--- Material shown Enclosed Below ---
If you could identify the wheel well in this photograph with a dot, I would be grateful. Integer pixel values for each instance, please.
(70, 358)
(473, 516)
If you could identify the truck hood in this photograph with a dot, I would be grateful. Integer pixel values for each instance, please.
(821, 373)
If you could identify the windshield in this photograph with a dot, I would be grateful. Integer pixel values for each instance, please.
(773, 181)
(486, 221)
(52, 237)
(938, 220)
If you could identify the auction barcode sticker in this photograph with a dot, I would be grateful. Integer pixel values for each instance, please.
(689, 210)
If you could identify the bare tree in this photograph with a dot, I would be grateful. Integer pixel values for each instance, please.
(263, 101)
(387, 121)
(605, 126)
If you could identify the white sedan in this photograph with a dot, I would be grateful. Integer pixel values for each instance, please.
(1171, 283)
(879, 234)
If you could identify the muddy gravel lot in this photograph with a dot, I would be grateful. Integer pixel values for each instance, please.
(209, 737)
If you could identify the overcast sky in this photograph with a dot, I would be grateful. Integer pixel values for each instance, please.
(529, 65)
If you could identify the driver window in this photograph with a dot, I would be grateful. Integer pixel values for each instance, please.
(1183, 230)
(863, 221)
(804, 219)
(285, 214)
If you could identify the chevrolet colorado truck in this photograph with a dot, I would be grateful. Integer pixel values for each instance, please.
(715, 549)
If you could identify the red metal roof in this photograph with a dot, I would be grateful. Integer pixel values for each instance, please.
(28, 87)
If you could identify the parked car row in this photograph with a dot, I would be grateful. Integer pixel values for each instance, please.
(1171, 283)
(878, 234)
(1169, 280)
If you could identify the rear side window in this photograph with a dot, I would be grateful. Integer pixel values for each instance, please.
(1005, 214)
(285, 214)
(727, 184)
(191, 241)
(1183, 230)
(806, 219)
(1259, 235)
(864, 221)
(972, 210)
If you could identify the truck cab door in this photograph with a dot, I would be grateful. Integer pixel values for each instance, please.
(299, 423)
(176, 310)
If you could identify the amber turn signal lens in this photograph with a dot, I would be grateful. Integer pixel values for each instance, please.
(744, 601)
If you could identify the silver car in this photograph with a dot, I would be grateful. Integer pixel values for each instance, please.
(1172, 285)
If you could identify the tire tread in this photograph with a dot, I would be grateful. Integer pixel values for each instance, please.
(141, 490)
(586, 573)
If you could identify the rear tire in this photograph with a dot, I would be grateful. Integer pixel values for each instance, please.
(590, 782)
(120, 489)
--- End of Enclosed Material shown ---
Directions>
Without leaving anything out, quote all the data.

Solution>
If you could identify the wheel well in this photograph with a dot, I would be grateful. Integer pixel values for each instance, please.
(70, 358)
(473, 516)
If you could identify the truck hood in this photograph with a dot, I would be grateful. Integer pixel values for each instance, please.
(821, 373)
If you could identify the windshield in this photograph with a dot, I would be grateful. Integer pixel values for each instance, please.
(773, 181)
(486, 221)
(52, 237)
(938, 220)
If you could identify the auction barcode sticker in this photograph with a dot, I would be grateful. Integer pixel values for each instance, please.
(689, 210)
If you could identify the bare tree in this photograph with a dot, I would be grateful. Integer pixel values for each instance, please.
(263, 101)
(387, 121)
(605, 126)
If you could identify the white sedan in this photograph with a dot, I would be grateful. Integer pixel values for each instance, please.
(1171, 283)
(879, 234)
If you could identify the muddy gravel lot in this photograph with a dot, I would be grateful. Integer pixel values for each instance, please.
(209, 737)
If you could identify the overcast sky in this photograph with a dot, I would be grateful. Integer pixel values for each instance, please.
(529, 65)
If you could identify the driver window in this photograph with a dot, I would be grateful. Integer pixel values for each instance, please.
(1183, 230)
(863, 221)
(804, 219)
(285, 214)
If you could identify the chevrolet colorado truck in this photograph with a dot, I would be grateful. Integer pixel values for each instance, please.
(715, 549)
If you could identify the red metal roof in this photograph with a dot, I would be grateful. Integer pixel values for each instance, please.
(28, 87)
If you could identify the parked car row in this photograph with a dot, I would be grateful. Integer pixel values for each instance, please.
(1171, 283)
(878, 234)
(1169, 280)
If you could identify the rear side window in this photograph with a dot, I would be grateful. Integer pixel values for each instance, please.
(1005, 214)
(285, 214)
(727, 184)
(191, 241)
(1183, 230)
(806, 219)
(1259, 235)
(864, 221)
(972, 210)
If you could identify the truck cab door in this photograph with a dot, I would be grateful. Integer pixel values for each instance, please.
(299, 423)
(176, 310)
If you could identify the amber turn signal lens in this photograph with a dot, I would be grateful. Integer pixel values for each instance, please.
(744, 601)
If you could identify the silver car in this photograph with a dot, I would be grateful. Integer pixel values for each instance, please.
(1172, 285)
If you could identify the tire tread in this photograph with a dot, I would be grateful. Integer pixel values for each instance, please.
(141, 490)
(586, 573)
If you could identify the rear tire in this photograph with a dot, I would be grateful. Integer pixel values for each instance, please.
(590, 782)
(120, 489)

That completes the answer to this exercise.